Object detection data:
· · · · ·

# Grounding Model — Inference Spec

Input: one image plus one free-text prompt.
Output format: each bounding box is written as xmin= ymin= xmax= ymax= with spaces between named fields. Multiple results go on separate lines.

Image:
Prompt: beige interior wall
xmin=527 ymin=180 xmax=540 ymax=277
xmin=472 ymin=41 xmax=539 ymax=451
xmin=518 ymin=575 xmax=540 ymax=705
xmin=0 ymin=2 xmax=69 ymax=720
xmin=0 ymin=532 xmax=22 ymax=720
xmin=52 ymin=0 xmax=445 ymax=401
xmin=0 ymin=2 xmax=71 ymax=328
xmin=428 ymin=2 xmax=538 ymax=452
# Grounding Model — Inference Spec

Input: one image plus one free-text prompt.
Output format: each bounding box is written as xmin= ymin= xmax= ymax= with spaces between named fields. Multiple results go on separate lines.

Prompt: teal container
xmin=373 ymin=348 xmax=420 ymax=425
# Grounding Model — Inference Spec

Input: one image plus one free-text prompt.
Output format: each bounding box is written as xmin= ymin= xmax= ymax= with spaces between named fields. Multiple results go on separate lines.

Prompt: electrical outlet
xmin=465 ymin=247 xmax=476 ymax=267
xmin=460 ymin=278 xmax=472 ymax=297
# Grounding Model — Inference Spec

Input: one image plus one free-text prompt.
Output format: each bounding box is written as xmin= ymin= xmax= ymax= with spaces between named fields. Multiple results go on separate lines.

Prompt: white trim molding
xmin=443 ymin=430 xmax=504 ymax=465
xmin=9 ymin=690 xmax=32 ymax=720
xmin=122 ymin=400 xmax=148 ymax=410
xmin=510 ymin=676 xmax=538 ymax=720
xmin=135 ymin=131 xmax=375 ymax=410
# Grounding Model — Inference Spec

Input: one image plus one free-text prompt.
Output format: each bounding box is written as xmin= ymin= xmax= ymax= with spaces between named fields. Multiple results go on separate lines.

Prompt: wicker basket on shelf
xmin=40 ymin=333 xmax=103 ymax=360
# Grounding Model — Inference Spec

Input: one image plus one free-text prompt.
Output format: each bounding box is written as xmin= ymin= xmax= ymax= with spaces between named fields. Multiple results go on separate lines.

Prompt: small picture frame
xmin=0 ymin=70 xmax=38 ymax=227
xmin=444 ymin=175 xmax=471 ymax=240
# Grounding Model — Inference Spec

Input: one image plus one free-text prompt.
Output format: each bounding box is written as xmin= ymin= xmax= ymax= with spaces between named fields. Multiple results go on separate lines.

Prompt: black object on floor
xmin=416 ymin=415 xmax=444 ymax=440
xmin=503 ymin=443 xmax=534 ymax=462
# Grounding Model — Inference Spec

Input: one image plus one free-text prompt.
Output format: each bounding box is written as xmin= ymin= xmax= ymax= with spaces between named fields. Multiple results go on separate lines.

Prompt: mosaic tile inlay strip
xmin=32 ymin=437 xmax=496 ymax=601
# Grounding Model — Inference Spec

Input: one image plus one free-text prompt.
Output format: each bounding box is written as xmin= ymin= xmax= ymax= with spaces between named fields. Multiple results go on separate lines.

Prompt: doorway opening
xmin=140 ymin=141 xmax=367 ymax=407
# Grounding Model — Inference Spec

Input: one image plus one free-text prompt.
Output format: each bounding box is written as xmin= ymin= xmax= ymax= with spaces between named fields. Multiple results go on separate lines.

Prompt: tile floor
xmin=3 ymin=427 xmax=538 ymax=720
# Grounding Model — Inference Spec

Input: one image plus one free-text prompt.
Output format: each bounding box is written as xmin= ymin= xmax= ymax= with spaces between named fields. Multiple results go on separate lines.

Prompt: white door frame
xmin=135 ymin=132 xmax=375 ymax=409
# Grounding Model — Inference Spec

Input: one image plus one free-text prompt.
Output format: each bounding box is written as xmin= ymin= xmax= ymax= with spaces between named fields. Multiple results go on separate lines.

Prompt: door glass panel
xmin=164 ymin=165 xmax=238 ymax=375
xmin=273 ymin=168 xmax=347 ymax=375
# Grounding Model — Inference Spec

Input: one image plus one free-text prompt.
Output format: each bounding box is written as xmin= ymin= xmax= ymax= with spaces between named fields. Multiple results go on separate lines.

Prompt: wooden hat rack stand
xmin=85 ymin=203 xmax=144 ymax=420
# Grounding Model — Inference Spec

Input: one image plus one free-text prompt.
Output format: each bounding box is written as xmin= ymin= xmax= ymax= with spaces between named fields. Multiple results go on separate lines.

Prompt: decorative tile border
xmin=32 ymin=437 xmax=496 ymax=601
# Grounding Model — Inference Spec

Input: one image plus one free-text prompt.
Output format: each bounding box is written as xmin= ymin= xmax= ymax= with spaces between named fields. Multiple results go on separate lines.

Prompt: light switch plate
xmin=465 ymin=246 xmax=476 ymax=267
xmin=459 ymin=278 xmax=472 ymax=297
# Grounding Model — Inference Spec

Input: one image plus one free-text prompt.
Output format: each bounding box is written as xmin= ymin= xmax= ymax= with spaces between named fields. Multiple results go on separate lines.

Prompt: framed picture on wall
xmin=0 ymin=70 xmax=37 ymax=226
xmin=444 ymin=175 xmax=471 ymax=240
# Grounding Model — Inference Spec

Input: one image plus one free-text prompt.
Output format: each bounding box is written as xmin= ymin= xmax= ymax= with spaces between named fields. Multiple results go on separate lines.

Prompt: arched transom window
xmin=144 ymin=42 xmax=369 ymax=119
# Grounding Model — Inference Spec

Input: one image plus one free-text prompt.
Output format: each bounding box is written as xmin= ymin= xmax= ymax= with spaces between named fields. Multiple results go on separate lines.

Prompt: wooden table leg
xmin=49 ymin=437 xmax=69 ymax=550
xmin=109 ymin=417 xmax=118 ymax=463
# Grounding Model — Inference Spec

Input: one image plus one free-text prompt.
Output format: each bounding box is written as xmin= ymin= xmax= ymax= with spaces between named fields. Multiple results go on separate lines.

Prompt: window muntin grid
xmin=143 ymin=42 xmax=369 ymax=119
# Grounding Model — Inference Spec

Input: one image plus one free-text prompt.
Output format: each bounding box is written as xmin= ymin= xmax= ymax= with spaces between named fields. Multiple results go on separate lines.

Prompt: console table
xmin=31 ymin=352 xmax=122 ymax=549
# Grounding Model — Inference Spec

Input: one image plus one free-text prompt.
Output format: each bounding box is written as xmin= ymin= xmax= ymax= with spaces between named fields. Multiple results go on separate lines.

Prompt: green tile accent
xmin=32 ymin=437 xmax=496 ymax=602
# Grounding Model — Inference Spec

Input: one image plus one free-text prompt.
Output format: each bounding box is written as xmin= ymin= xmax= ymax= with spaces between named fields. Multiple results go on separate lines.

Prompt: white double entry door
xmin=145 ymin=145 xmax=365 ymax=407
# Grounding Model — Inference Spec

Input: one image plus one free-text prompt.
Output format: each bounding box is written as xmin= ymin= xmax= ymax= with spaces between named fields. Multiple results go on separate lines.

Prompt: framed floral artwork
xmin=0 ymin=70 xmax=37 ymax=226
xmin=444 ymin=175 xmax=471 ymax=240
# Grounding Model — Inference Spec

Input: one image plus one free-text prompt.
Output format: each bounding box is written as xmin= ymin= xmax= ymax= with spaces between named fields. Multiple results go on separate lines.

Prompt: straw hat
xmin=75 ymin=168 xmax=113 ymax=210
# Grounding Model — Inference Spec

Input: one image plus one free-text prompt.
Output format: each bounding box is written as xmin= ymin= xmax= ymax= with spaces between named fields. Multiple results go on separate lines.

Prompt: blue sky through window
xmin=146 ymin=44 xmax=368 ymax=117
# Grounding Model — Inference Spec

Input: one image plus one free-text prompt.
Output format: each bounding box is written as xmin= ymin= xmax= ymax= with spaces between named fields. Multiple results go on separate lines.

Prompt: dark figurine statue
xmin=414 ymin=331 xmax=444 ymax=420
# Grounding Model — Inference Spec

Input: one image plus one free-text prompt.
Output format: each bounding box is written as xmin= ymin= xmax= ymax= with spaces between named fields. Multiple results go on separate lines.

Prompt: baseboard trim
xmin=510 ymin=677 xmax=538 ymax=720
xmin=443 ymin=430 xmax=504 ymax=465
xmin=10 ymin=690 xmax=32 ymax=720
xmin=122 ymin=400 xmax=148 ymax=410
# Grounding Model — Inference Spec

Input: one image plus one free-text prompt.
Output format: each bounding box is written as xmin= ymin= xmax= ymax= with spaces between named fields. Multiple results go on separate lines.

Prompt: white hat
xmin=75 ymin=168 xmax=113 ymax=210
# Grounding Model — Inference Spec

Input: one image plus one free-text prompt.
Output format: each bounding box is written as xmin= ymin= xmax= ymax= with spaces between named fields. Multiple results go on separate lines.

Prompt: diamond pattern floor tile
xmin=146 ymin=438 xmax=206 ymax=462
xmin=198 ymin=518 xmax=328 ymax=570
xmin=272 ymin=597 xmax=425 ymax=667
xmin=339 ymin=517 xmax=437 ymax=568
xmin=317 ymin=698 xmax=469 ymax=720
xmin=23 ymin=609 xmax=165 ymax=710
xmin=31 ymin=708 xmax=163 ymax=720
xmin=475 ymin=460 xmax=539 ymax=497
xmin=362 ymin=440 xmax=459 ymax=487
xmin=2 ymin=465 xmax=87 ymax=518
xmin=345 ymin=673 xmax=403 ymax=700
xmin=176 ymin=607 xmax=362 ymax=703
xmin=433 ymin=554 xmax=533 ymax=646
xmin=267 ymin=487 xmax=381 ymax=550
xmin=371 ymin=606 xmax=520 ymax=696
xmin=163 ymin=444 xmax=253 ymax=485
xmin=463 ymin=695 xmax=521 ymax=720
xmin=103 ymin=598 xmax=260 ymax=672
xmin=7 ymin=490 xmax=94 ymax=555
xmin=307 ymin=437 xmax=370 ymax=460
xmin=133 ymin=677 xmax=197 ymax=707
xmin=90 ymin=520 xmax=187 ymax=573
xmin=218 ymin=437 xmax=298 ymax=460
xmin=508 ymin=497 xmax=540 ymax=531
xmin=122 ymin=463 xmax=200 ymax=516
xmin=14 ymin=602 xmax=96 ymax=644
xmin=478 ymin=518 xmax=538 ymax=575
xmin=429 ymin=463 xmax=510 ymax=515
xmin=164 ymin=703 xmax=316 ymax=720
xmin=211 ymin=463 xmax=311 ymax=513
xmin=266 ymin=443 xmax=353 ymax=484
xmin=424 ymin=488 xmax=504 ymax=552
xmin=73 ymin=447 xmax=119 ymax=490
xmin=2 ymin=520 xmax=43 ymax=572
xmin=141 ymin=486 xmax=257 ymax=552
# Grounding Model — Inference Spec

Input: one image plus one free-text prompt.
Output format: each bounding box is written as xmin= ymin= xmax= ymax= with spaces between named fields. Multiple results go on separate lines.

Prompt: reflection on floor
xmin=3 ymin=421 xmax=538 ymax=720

· · · · ·

> [GIVEN TASK]:
List every line in the rows above that contains the string "white". Match case exactly, so a line with a different capitalization does not count.

> [EXPECTED ANSWER]:
Prompt: white trim molding
Prompt: white door frame
Prompt: white double entry door
Prompt: white hat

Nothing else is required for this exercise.